## Task statement
What lines below hold the string "bridge"? Copy them all.
Material provided: Begin
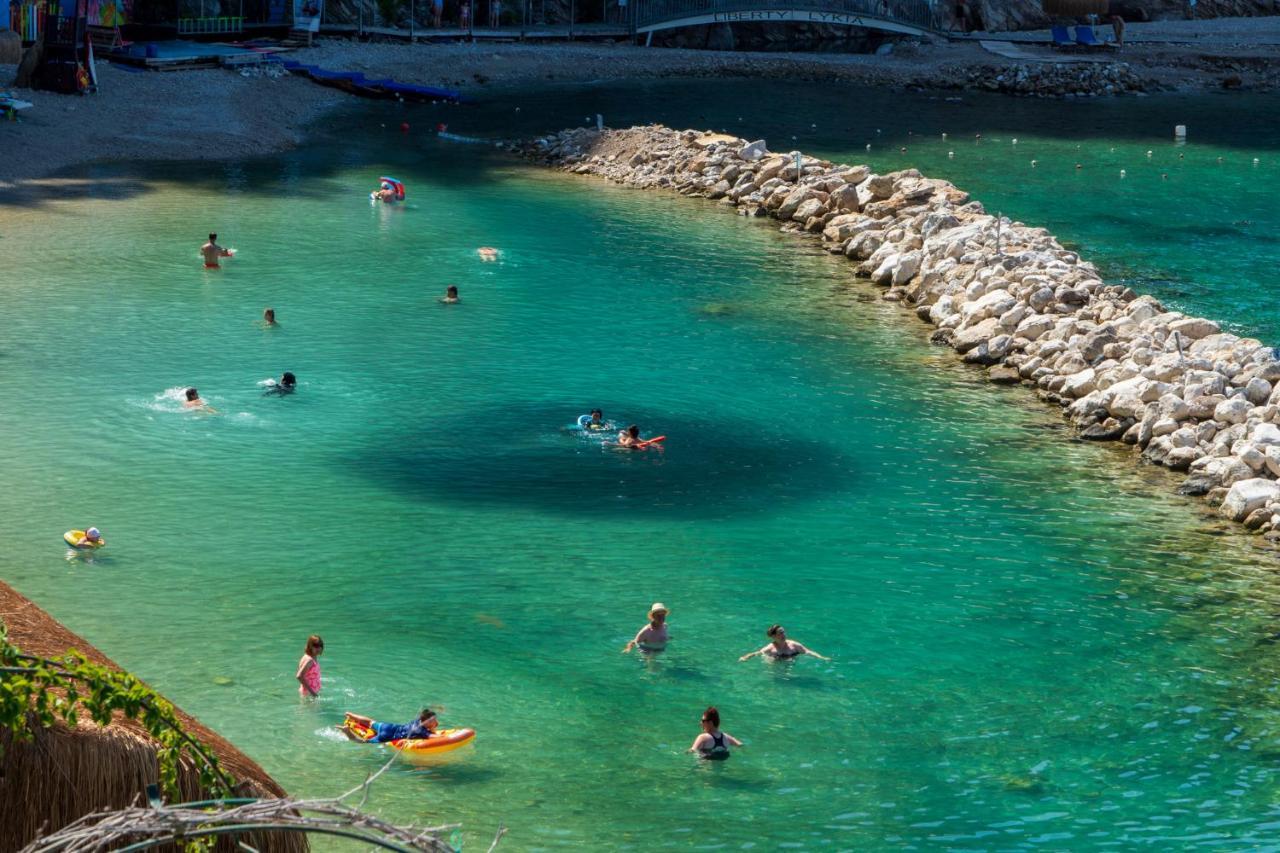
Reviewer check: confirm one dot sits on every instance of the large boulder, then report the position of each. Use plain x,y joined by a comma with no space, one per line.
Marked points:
1194,328
1233,411
1247,496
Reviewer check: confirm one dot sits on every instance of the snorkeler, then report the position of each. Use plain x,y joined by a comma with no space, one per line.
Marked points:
780,648
211,251
376,731
286,384
193,400
712,743
652,637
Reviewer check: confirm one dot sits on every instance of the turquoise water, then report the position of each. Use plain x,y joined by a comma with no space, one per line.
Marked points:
1034,642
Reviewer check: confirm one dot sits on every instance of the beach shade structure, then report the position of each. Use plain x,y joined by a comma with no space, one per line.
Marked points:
72,771
1074,8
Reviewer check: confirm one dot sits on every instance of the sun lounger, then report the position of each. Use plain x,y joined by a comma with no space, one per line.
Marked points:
1086,39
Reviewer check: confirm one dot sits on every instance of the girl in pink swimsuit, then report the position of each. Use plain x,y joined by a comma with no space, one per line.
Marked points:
309,669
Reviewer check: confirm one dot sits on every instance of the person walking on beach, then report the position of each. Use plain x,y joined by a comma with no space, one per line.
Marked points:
712,744
309,669
652,637
780,648
211,252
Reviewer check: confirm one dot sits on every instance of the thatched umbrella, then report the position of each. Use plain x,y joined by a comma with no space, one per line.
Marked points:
68,772
1074,8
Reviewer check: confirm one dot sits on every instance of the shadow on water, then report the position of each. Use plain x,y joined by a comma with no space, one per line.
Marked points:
707,469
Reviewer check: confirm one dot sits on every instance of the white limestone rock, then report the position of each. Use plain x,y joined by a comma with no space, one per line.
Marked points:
1247,496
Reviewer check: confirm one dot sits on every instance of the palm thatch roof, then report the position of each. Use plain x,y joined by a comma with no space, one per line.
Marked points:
67,772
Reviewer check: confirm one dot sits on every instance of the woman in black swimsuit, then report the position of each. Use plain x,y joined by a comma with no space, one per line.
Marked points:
780,648
712,743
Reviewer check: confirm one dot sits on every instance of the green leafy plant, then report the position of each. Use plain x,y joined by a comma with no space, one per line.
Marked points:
36,693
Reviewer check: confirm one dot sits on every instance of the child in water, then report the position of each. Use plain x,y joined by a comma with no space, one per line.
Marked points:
92,538
712,743
420,729
309,667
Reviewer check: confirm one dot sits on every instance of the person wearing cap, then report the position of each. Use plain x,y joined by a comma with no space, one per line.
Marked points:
652,637
92,538
780,648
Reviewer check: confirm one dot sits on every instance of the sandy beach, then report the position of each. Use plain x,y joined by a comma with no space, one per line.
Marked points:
220,113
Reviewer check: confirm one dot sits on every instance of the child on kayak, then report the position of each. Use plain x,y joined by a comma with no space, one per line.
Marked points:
369,730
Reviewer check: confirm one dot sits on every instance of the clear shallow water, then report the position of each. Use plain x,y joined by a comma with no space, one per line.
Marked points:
1034,643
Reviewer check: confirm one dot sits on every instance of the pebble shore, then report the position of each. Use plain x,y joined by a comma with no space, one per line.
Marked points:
1005,296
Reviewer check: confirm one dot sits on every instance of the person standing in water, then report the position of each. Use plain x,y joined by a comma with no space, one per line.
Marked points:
652,637
780,648
309,669
211,252
712,743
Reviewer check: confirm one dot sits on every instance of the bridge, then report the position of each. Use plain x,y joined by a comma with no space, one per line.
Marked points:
908,17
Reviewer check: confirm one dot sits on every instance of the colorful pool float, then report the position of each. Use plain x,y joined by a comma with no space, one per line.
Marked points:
73,537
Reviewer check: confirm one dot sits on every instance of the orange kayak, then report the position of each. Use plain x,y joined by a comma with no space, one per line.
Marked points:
443,740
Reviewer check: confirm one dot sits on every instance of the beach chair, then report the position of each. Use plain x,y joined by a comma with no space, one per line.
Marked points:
1084,37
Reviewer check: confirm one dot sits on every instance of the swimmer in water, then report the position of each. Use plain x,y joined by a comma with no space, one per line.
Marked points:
387,192
630,437
780,648
91,538
211,252
193,400
652,637
712,743
287,384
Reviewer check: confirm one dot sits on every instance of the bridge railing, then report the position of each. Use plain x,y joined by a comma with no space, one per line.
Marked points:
913,13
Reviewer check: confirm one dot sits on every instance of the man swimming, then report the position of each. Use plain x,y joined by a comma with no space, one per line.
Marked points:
211,251
780,648
287,384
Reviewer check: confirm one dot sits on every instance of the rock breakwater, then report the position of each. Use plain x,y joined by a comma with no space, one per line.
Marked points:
1005,296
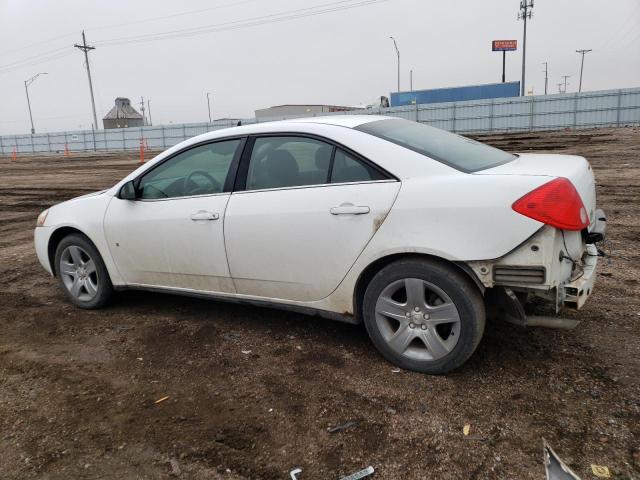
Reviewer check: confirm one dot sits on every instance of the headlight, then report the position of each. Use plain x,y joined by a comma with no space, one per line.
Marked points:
41,218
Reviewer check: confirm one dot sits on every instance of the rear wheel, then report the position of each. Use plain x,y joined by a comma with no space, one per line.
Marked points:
423,316
82,273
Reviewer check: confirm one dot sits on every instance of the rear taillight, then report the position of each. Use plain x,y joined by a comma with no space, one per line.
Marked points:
556,203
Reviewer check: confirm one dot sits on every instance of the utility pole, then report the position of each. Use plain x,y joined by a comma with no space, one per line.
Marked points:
26,89
144,119
85,48
398,54
582,52
524,14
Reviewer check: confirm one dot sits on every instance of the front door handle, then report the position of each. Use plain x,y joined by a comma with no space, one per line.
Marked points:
204,215
349,209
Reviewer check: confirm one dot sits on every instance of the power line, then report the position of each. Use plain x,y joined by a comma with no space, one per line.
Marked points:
524,14
86,48
242,23
225,26
135,22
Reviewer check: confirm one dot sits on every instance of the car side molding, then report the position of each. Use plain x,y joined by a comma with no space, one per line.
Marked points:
305,310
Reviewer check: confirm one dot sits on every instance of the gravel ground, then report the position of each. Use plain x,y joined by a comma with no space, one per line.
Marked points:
78,388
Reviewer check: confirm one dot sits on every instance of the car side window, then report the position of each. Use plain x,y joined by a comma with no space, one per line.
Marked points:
278,162
200,170
347,168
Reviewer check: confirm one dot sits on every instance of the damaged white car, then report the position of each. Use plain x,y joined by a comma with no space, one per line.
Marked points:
415,231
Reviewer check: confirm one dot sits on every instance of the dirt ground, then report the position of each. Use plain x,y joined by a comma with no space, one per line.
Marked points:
77,388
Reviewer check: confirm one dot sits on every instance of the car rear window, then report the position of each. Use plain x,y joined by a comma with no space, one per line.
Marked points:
454,150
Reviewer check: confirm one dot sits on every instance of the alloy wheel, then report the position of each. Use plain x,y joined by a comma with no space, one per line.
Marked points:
417,319
79,274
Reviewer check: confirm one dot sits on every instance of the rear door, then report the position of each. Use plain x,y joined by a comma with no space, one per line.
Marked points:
302,212
172,234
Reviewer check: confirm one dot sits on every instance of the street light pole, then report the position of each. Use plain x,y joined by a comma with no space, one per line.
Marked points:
26,89
398,54
524,14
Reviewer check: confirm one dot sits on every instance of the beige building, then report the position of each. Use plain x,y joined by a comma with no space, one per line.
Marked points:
301,110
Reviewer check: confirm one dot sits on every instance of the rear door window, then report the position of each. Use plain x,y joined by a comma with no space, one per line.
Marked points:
454,150
347,168
288,161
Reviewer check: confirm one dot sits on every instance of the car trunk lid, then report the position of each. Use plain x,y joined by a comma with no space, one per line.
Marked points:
574,168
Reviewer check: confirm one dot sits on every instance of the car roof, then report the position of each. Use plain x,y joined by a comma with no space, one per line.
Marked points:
348,121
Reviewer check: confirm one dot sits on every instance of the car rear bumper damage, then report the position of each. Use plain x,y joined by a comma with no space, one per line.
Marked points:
554,267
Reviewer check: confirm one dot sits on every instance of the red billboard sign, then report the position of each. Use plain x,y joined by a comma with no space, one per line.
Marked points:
504,45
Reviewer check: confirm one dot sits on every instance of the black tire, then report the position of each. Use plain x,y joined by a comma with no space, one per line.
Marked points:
461,292
98,276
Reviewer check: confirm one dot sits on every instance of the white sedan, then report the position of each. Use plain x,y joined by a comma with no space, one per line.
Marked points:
418,232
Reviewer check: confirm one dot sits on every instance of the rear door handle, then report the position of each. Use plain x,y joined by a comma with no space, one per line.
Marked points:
349,209
204,215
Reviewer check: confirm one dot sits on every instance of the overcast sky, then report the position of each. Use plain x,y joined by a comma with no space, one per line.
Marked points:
342,57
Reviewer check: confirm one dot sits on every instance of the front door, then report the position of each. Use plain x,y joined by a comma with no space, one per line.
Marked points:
172,235
307,211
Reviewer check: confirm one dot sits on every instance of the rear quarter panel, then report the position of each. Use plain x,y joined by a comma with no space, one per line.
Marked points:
458,217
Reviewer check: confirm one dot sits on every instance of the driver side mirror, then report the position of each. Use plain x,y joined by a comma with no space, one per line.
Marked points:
128,191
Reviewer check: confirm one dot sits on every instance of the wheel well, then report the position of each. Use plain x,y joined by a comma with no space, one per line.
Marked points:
371,270
55,239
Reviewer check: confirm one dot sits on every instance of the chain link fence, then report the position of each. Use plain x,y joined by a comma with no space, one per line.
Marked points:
607,108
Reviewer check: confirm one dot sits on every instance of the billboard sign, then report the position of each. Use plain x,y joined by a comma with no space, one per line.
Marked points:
504,45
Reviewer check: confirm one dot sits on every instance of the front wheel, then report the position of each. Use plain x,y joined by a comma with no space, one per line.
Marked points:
82,273
423,316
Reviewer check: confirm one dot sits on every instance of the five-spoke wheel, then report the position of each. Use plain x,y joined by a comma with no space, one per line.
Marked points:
78,272
82,272
423,316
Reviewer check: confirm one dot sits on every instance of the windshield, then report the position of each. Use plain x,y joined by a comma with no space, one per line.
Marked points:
454,150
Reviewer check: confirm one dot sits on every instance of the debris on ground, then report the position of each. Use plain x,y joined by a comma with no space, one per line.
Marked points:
600,471
554,467
361,474
340,428
175,468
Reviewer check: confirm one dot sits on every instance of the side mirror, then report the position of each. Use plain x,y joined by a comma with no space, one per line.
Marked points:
128,191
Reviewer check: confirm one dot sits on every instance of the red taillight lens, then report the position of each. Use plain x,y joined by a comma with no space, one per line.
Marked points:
556,203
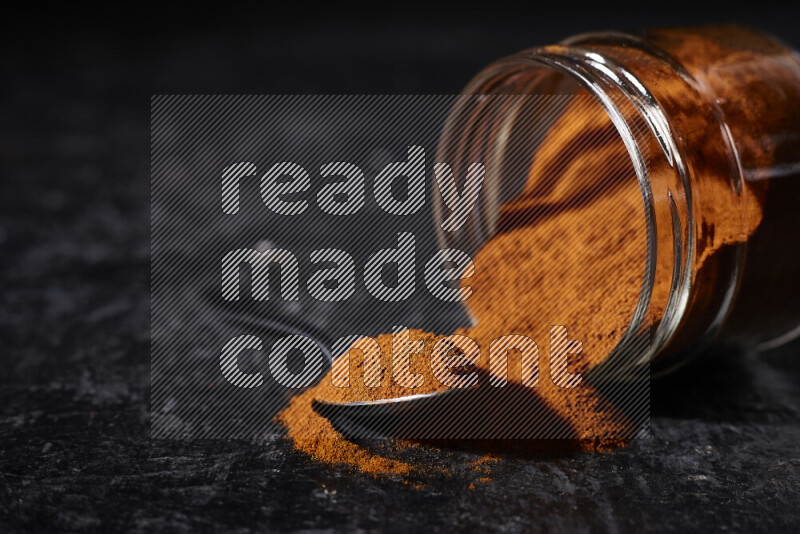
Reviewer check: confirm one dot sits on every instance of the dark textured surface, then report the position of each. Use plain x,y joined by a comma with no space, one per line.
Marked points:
74,331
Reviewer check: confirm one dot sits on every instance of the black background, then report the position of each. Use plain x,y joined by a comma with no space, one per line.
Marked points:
74,319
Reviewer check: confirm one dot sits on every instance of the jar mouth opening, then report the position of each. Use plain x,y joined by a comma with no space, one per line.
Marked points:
554,78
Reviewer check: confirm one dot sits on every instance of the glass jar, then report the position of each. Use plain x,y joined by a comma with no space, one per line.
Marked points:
710,119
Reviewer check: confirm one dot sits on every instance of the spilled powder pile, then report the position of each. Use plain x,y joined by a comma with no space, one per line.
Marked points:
570,250
557,259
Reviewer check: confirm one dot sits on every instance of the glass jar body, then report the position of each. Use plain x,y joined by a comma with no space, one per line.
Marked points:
721,109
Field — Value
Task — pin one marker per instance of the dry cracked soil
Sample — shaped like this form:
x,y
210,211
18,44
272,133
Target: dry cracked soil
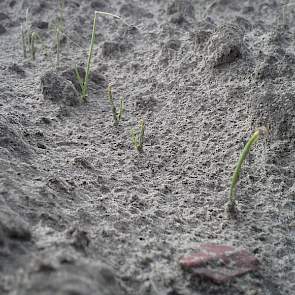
x,y
81,211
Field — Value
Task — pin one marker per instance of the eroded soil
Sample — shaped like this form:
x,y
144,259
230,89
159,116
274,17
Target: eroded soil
x,y
81,211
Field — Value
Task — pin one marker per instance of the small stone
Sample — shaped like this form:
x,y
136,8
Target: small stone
x,y
219,263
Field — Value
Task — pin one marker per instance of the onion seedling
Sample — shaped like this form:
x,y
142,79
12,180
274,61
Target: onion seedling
x,y
116,115
138,139
231,205
84,82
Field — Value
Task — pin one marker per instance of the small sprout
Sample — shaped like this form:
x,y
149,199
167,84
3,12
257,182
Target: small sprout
x,y
116,115
138,139
61,17
33,38
24,43
57,36
84,82
29,38
231,205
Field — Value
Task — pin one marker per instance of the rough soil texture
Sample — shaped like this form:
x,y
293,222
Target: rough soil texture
x,y
81,212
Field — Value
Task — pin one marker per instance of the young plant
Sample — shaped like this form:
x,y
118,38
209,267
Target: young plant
x,y
33,37
231,205
116,115
138,139
84,82
61,17
29,38
57,41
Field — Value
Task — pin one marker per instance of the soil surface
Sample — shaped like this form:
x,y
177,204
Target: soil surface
x,y
81,211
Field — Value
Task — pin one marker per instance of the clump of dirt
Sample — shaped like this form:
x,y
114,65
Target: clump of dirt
x,y
81,211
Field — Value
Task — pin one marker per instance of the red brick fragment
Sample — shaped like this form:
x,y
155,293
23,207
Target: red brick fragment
x,y
219,263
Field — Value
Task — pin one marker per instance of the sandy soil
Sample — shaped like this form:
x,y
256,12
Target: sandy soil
x,y
81,211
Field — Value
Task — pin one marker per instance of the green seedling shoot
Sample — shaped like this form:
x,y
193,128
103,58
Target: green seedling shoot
x,y
116,115
138,139
84,82
33,38
29,38
231,206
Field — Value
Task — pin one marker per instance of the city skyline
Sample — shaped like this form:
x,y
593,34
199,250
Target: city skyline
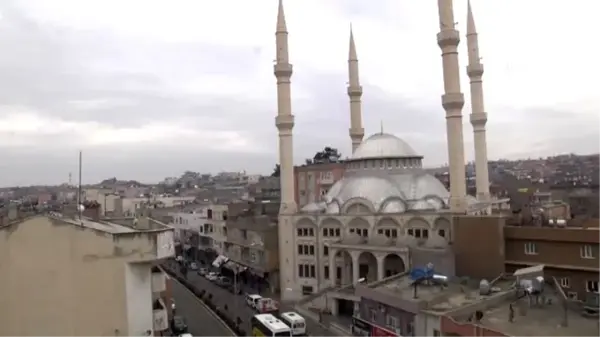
x,y
199,94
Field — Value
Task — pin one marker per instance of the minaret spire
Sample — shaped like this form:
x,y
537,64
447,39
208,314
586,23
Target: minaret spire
x,y
357,131
478,115
285,119
452,101
285,124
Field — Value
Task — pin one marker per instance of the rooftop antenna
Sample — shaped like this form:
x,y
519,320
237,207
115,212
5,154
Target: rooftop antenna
x,y
79,197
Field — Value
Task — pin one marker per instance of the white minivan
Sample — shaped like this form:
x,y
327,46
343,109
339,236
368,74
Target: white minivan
x,y
252,300
296,322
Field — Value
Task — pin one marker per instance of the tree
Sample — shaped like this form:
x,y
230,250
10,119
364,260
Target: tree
x,y
276,171
325,156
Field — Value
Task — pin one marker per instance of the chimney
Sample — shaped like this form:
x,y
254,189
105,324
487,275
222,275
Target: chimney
x,y
13,213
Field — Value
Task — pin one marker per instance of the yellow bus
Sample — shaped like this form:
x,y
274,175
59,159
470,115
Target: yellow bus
x,y
267,325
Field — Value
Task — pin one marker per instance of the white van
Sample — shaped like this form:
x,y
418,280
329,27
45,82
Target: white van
x,y
252,300
296,322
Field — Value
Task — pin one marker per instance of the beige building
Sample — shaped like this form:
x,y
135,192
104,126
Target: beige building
x,y
66,276
252,240
386,214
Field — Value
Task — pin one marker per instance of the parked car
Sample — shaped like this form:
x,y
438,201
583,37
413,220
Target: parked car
x,y
178,325
212,276
252,300
223,281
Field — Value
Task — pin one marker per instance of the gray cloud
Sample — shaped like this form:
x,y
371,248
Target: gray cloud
x,y
93,76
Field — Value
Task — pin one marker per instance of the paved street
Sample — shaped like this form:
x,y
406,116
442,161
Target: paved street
x,y
200,321
237,307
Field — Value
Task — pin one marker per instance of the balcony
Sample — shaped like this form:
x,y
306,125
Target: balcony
x,y
159,280
160,318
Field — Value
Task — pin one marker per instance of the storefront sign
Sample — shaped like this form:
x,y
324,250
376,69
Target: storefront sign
x,y
361,328
381,332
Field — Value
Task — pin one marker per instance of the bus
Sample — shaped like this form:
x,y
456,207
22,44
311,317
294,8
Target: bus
x,y
267,325
295,322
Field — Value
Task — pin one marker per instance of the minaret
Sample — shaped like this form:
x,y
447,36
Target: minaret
x,y
285,124
284,120
452,101
478,114
355,93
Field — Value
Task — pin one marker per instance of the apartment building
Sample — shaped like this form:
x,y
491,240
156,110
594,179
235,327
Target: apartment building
x,y
202,230
252,241
74,276
314,181
483,299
Material provided: End
## The completed task
Reviewer check: confirm one dot sits on every instance of the bridge, then report the position of each. Use plain x,y joined by a comma with no space, one per line.
Reviewer check: confirm one dot sits on every instance of the bridge railing, then report the position of each. Use plain x,y joined by a comma with no space, one per line.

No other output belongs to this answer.